(Arbeitsauftrag) Schreiben Sie den Text über die Klimaneutralität in der Autoindustrie im Anschluss an seinen letzten Satz weiter.

==== Vorliegender Text

Nahezu alle anderen Marken planen ebenfalls den Verbrenner-Ausstieg. Doch schon jetzt ist klar: E-Autos ermöglichen zwar bereits vielerorts eine lokal emissionsfreie Mobilität, reichen allein jedoch nicht aus, um dem Klimawandel konsequent entgegenzutreten – und schon gar nicht, um die strengen Regularien der EU einzuhalten.

Nachhaltiges Wirtschaften ist daher ein Begriff, der mehr als den emissionsfreien Autoverkehr umfasst. Betrachtet man nämlich den gesamten Fahrzeugkreislauf neuer E-Fahrzeuge, fällt auf, dass ein erheblicher Teil der CO2-Emissionen innerhalb der Produktion entsteht, und eben nicht mehr wie einst beim Verbrenner durch die eigentliche Nutzung. Die Herstellung eines vollelektrischen Fahrzeugs ist vor allem aufgrund der Lithium-Ionen-Batterien (kurz LIB) etwa doppelt so CO2-intensiv wie die eines konventionellen Verbrenners – und ein ganzheitlicher Blick auf die gesamte Wertschöpfungskette daher unabdingbar.

So will auch Nissan bis 2050 komplett klimaneutral wirtschaften. Das schließt die Produktion, Entwicklung, Beschaffung, Logistik und Verwaltung ein: Einen sehr konkreten Schritt, wie das gelingen soll, verfolgt das Unternehmen mit dem Projekt EV36Zero. Am Standort im englischen Sunderland entsteht ein E-Auto-Kompetenzzentrum, das die Fahrzeugproduktion und -entwicklung, die Batteriefertigung und den Aufbau eines zu 100 Prozent regenerativen Microgrids zur Ökostromversorgung umfasst.

Auch Mercedes-Benz meint, die Weichen für die CO2-Neutralität gestellt zu haben: Bis spätestens 2039 will man eine CO2-neutrale Pkw-Neuwagenflotte – elf Jahre früher, als es die Gesetzgebung vorschreibt. "Die Steigerung der Energieeffizienz, der Bezug erneuerbarer Energien und die Nutzung von Kompensationsprojekten sind die ersten Schritte, die alle Hersteller in Deutschland jetzt gehen", ordnet Christoph Herrmann, Professor an der TU Braunschweig (hier geht's zum Interview), die Ankündigungen der Konzerne ein.

Demnach wird das Unternehmen in Deutschland ab 2022 Strom beziehen, der ausschließlich aus regenerativen Quellen stammt. Zudem verfolgt Mercedes-Benz gemeinsam mit seinen Stahllieferanten das Ziel einer grünen Stahllieferkette und beteiligt sich am schwedischen Start-up H2 Green Steel.

========
==== Bereitgestelltes Material

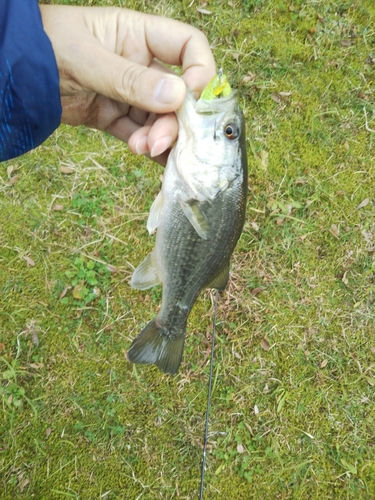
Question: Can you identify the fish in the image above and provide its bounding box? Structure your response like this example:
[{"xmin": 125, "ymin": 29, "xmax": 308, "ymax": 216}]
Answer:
[{"xmin": 127, "ymin": 73, "xmax": 248, "ymax": 375}]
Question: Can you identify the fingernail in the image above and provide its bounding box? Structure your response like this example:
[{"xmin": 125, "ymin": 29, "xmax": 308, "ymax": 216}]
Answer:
[
  {"xmin": 154, "ymin": 76, "xmax": 185, "ymax": 104},
  {"xmin": 135, "ymin": 137, "xmax": 149, "ymax": 155},
  {"xmin": 150, "ymin": 135, "xmax": 173, "ymax": 158}
]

========

(Die Antwort)
Zum Verständnis: Bisher kauften die Hersteller den Stahl auf dem Weltmarkt ein und erstellten mittels Datenbanken einen CO2-Durchschnittswert. Dabei griffen sie auf mehrere Anbieter zurück – auch Multisourcing genannt –, um sich bei plötzlichen Ausfällen nicht abhängig zu machen. Die Zeiten haben sich geändert; "grüner Stahl" ist gefragt. Das Problem: Er ist rar – noch. Die Lösung: Singlesourcing.

Stahl großer CO2-Emittent

Die Treibhausgas-Emissionen, die bei der Produktion und Verarbeitung von Stahl entstehen, sind den Autobauern ein Dorn im Auge und belasten ihre Klimabilanz. Eine Limousine von Mercedes besteht beispielsweise im Durchschnitt zu 50 Prozent aus Stahl. Damit macht der Werkstoff etwa 30 Prozent der CO2-Emissionen in der Herstellung aus – zu viel.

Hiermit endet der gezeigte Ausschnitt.